EXERCISE DETAILS
If a line of the entries below includes the word "with", it counts; state the total and nothing further.

DATASET EXCERPTS
^^^^^^^^^^^^^^^^

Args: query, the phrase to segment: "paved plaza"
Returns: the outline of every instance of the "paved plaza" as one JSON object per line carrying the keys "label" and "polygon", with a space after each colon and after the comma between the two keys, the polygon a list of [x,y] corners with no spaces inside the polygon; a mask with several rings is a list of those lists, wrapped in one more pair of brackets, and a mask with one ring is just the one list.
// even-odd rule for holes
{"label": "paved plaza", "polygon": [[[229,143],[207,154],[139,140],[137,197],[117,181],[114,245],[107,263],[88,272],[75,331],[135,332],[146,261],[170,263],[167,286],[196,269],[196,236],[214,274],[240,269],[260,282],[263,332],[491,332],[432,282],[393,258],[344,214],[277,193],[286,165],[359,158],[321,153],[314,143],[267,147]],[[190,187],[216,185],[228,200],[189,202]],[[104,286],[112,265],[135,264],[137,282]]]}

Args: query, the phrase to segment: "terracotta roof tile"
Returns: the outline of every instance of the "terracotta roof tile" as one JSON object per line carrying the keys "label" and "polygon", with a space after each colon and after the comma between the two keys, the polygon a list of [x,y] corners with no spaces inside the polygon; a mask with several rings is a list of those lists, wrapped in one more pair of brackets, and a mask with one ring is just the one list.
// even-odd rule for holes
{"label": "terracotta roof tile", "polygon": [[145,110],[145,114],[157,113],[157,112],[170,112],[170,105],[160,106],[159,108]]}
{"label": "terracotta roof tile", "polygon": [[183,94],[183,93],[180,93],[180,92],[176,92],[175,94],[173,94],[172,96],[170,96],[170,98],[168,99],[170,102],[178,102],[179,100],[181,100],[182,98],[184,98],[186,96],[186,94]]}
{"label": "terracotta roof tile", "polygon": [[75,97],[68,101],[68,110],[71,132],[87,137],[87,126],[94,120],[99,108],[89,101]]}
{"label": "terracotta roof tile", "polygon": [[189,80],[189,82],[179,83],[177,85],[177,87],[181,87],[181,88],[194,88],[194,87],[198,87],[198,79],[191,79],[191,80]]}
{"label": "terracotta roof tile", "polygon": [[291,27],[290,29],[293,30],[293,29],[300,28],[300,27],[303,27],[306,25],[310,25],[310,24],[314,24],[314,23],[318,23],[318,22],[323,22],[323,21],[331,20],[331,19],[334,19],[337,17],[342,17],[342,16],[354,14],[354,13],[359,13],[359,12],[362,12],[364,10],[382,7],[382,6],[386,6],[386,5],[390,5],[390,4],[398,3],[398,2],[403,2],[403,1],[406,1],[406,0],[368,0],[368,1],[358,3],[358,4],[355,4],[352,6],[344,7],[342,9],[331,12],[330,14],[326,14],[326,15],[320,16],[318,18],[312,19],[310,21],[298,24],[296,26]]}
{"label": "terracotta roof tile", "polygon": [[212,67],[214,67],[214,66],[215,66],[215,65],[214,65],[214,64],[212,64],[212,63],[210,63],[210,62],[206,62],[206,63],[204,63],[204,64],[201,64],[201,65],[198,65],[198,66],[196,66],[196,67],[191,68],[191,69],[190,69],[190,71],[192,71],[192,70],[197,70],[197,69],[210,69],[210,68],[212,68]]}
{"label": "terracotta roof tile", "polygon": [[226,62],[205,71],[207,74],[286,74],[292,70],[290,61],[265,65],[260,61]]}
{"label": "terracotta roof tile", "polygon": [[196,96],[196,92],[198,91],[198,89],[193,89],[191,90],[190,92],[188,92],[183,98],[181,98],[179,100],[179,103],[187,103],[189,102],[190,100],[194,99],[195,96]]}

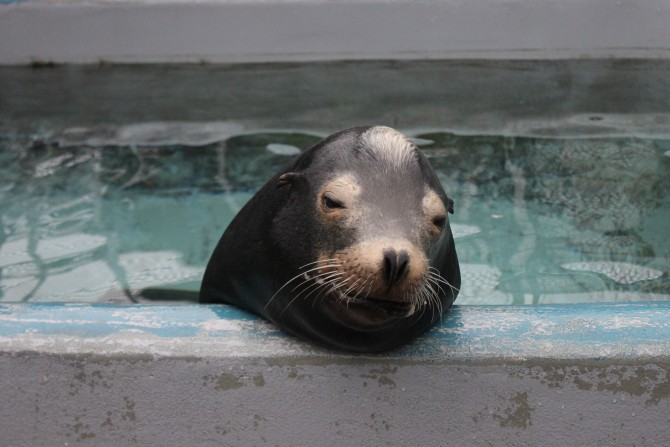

^^^^^^^^^^^^^^^^

FINAL ANSWER
2